● Exercise description
Where the line containing "# mark one dot per instance, written like column 96, row" appears, begin retyping; continue exactly through the final line of the data. Omit every picture.

● Records for processing
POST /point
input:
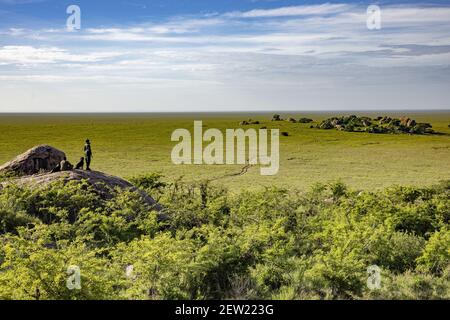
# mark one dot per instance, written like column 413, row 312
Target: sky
column 223, row 55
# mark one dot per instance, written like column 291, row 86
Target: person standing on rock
column 88, row 154
column 65, row 165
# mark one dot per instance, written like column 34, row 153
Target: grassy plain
column 131, row 144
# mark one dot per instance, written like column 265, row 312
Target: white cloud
column 304, row 10
column 313, row 54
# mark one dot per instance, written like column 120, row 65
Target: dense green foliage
column 269, row 244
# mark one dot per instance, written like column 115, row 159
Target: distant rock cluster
column 376, row 125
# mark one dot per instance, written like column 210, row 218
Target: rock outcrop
column 38, row 159
column 32, row 169
column 103, row 183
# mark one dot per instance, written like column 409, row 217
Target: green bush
column 267, row 244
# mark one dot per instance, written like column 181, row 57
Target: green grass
column 131, row 144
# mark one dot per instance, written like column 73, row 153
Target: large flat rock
column 102, row 183
column 38, row 159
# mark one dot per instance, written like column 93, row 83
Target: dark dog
column 80, row 164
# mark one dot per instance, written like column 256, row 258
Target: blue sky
column 216, row 55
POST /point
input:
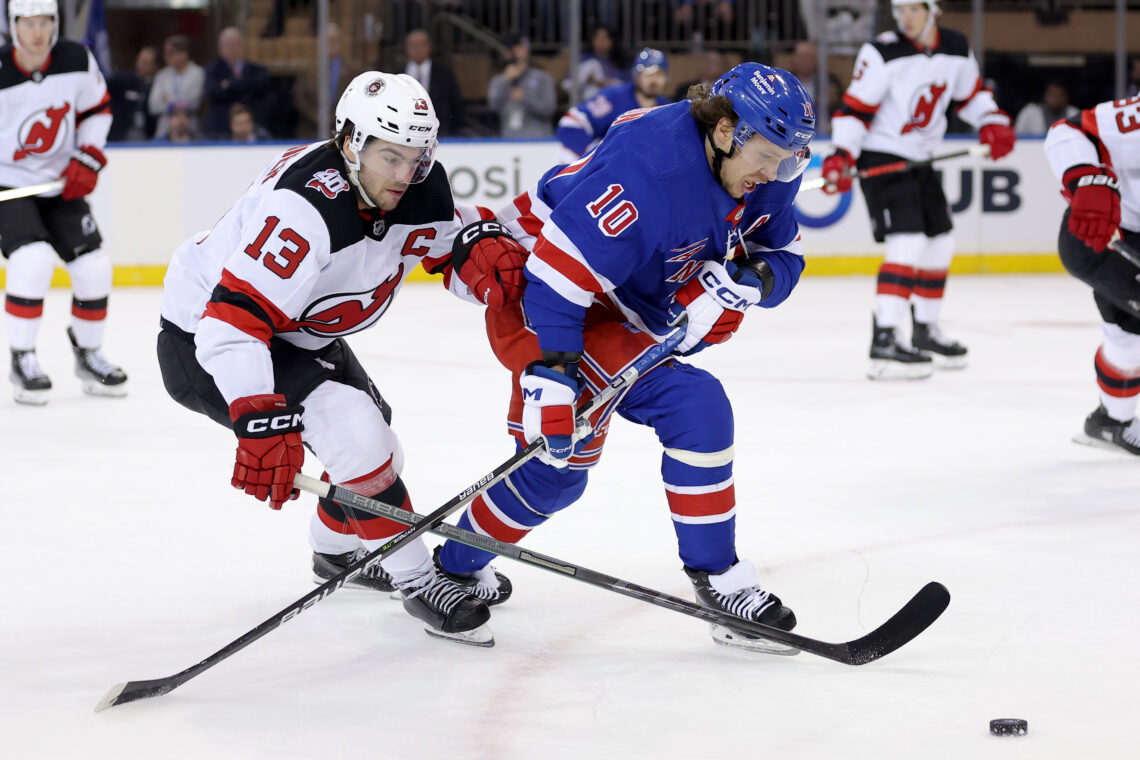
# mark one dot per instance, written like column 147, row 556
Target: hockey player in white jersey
column 254, row 312
column 1096, row 155
column 55, row 114
column 895, row 108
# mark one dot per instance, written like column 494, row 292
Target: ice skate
column 892, row 359
column 29, row 382
column 1104, row 432
column 98, row 376
column 945, row 352
column 446, row 609
column 326, row 566
column 737, row 593
column 486, row 583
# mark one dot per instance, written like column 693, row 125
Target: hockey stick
column 914, row 618
column 132, row 691
column 31, row 189
column 819, row 182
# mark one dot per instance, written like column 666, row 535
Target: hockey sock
column 930, row 278
column 896, row 278
column 90, row 275
column 29, row 278
column 1117, row 365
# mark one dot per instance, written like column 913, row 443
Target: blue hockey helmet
column 649, row 60
column 773, row 104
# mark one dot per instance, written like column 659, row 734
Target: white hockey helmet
column 27, row 8
column 931, row 6
column 393, row 108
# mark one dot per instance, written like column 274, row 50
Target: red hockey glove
column 82, row 172
column 838, row 170
column 490, row 263
column 715, row 302
column 269, row 451
column 1094, row 201
column 999, row 137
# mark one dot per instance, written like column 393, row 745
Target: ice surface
column 127, row 555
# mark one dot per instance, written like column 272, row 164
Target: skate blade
column 95, row 387
column 31, row 398
column 1084, row 439
column 890, row 370
column 730, row 638
column 481, row 636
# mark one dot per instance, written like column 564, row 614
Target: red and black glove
column 1094, row 201
column 490, row 263
column 999, row 137
column 82, row 172
column 269, row 450
column 838, row 170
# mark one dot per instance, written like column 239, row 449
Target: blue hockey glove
column 715, row 301
column 548, row 411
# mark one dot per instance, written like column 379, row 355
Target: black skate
column 487, row 583
column 1105, row 432
column 326, row 566
column 29, row 382
column 946, row 353
column 892, row 359
column 737, row 593
column 98, row 376
column 446, row 609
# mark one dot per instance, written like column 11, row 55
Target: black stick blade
column 914, row 618
column 132, row 691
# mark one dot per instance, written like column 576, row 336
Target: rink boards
column 152, row 197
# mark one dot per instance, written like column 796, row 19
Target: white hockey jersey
column 1107, row 135
column 295, row 259
column 45, row 115
column 900, row 95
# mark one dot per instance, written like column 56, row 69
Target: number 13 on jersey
column 285, row 261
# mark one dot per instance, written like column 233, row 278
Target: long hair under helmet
column 393, row 108
column 771, row 103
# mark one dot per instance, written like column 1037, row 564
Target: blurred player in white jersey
column 56, row 114
column 895, row 108
column 254, row 312
column 1096, row 155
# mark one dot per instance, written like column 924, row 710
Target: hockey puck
column 1009, row 727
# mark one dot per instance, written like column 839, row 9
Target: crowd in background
column 168, row 97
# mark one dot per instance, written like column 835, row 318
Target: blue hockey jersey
column 634, row 220
column 585, row 124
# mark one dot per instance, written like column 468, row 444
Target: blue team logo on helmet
column 773, row 104
column 649, row 60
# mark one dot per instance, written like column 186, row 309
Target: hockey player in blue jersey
column 585, row 124
column 682, row 211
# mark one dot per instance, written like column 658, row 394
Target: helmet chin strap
column 718, row 156
column 353, row 169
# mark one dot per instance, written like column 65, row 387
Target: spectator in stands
column 600, row 67
column 522, row 95
column 1036, row 117
column 230, row 79
column 180, row 81
column 805, row 65
column 129, row 91
column 181, row 124
column 243, row 128
column 341, row 72
column 437, row 79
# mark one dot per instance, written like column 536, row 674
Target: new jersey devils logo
column 349, row 312
column 330, row 181
column 923, row 109
column 41, row 132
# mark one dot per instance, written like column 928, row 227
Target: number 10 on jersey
column 618, row 218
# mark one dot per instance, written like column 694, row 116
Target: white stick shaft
column 31, row 189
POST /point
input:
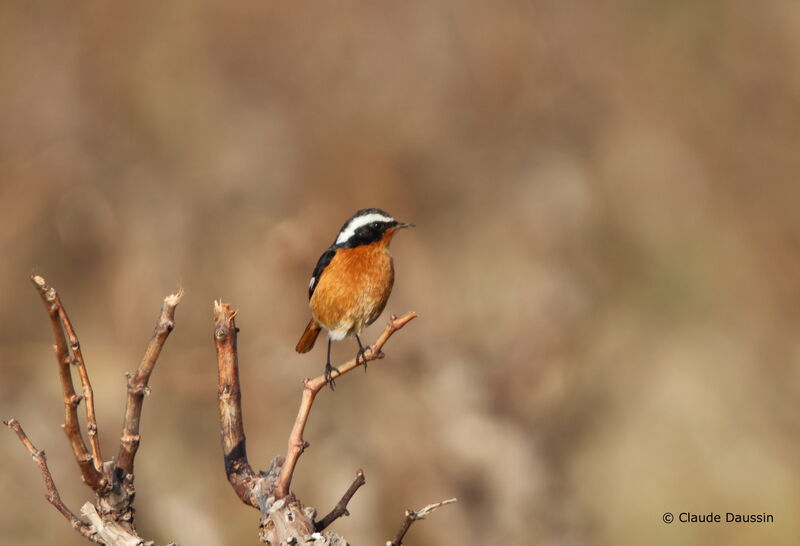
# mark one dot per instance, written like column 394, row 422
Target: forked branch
column 111, row 518
column 52, row 492
column 137, row 383
column 90, row 464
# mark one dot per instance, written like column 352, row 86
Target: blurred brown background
column 606, row 260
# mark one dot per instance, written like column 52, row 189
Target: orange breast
column 353, row 289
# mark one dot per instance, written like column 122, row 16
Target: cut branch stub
column 229, row 397
column 137, row 383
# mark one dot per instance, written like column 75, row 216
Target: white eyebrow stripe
column 359, row 221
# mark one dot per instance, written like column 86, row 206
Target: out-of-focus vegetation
column 606, row 261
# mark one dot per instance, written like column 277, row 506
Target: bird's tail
column 309, row 337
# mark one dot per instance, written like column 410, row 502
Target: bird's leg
column 329, row 368
column 361, row 353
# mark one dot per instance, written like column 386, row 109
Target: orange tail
column 309, row 337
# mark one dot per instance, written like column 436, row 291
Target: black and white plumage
column 352, row 280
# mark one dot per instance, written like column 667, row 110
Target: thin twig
column 237, row 468
column 88, row 393
column 310, row 389
column 52, row 492
column 411, row 517
column 89, row 464
column 137, row 384
column 341, row 507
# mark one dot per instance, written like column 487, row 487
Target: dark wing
column 322, row 263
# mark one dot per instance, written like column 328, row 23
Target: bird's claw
column 329, row 376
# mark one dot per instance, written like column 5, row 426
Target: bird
column 351, row 282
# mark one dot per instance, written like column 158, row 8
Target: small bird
column 351, row 282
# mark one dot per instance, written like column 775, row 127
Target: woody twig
column 284, row 519
column 111, row 518
column 411, row 517
column 311, row 388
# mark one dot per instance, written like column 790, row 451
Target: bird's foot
column 329, row 376
column 361, row 356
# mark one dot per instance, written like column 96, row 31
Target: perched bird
column 352, row 281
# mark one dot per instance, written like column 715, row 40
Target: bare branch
column 411, row 517
column 341, row 507
column 237, row 468
column 90, row 464
column 310, row 389
column 52, row 492
column 137, row 384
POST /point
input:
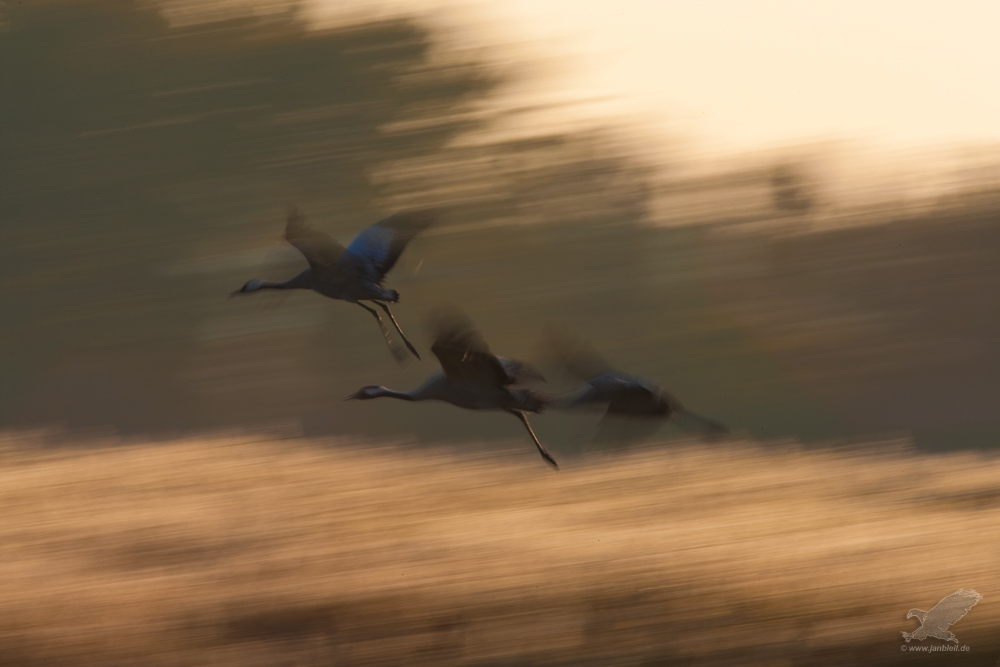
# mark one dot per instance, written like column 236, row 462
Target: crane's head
column 250, row 286
column 365, row 393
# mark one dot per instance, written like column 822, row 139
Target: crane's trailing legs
column 541, row 450
column 396, row 352
column 396, row 324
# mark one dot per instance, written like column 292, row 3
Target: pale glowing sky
column 748, row 74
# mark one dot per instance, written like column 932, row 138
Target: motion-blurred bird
column 642, row 402
column 355, row 273
column 947, row 612
column 473, row 378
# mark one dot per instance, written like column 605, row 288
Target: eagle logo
column 947, row 612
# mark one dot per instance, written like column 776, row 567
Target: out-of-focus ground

● Final result
# mark one dot per instance, written like column 96, row 31
Target: perched bird
column 352, row 281
# mark one dot per instance, written like column 715, row 40
Target: bare branch
column 411, row 517
column 341, row 507
column 237, row 468
column 90, row 464
column 310, row 389
column 52, row 492
column 137, row 384
POST /point
input:
# mark one dot per instance, written like column 236, row 462
Target: crane's head
column 250, row 286
column 365, row 393
# mark one dot per instance, written like column 822, row 139
Target: crane's trailing legs
column 541, row 450
column 396, row 352
column 396, row 324
# mark one dot per instance, written like column 292, row 3
Target: pale glowing sky
column 748, row 74
# mark one dot per instance, written like column 932, row 138
Target: motion-blurred bird
column 642, row 402
column 355, row 273
column 947, row 612
column 473, row 378
# mark one dot per instance, written like column 605, row 288
Target: eagle logo
column 947, row 612
# mark one dot per instance, written like column 776, row 567
Target: out-of-focus ground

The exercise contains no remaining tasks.